From the line containing "Could you please locate the frozen" down to the last line of the records below, copy every line exactly. Leave out everything before it.

-- START --

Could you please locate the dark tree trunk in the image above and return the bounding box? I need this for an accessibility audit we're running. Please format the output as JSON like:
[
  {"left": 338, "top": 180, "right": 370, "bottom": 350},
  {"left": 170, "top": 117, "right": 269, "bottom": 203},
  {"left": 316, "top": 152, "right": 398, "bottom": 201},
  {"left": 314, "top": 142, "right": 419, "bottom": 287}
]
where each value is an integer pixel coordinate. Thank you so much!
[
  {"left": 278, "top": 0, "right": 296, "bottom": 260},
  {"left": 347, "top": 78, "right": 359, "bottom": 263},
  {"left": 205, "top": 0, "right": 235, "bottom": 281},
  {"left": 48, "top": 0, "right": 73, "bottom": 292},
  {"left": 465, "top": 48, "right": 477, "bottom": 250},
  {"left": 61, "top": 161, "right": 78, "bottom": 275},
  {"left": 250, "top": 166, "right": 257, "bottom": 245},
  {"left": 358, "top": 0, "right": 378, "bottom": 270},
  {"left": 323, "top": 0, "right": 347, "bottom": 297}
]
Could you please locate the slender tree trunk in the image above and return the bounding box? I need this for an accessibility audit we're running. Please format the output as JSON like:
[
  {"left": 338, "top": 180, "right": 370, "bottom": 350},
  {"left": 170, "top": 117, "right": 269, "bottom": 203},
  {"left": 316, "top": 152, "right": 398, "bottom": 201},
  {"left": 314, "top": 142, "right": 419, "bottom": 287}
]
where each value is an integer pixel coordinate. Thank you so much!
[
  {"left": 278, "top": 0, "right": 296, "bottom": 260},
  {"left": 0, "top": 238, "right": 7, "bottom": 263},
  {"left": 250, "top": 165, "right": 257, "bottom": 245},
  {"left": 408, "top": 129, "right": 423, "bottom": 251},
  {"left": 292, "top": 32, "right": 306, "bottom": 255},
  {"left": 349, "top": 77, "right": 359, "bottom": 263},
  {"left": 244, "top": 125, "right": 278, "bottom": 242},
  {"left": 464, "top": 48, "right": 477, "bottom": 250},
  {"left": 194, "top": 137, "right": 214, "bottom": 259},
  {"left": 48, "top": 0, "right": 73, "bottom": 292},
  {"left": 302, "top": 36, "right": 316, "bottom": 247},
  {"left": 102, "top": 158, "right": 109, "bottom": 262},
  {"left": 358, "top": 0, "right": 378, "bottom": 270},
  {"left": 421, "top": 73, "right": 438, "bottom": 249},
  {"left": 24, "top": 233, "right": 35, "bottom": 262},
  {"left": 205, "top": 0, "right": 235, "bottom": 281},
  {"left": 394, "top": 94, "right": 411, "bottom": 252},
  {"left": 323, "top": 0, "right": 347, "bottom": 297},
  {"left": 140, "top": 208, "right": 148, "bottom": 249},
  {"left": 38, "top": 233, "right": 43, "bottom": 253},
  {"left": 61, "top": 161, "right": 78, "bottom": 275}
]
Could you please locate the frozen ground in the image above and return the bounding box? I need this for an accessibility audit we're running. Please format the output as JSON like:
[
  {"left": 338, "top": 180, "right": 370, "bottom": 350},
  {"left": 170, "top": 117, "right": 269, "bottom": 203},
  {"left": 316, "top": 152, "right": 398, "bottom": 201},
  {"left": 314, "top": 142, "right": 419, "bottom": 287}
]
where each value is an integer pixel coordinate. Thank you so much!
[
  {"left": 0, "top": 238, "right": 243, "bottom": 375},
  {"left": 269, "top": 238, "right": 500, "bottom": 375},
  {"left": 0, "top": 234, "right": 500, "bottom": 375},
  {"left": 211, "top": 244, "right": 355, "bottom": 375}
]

-- END --

Exercise response
Could you please locate the frozen ground in the image above and return the bounding box? I need this for an accessibility audit we're running. Please format the output as JSON like:
[
  {"left": 338, "top": 180, "right": 370, "bottom": 350},
  {"left": 170, "top": 117, "right": 269, "bottom": 203},
  {"left": 316, "top": 152, "right": 398, "bottom": 201},
  {"left": 314, "top": 142, "right": 419, "bottom": 287}
]
where each value is an integer pixel coordinate. Thank you so much!
[
  {"left": 0, "top": 238, "right": 243, "bottom": 375},
  {"left": 269, "top": 238, "right": 500, "bottom": 375},
  {"left": 0, "top": 234, "right": 500, "bottom": 375},
  {"left": 211, "top": 244, "right": 355, "bottom": 375}
]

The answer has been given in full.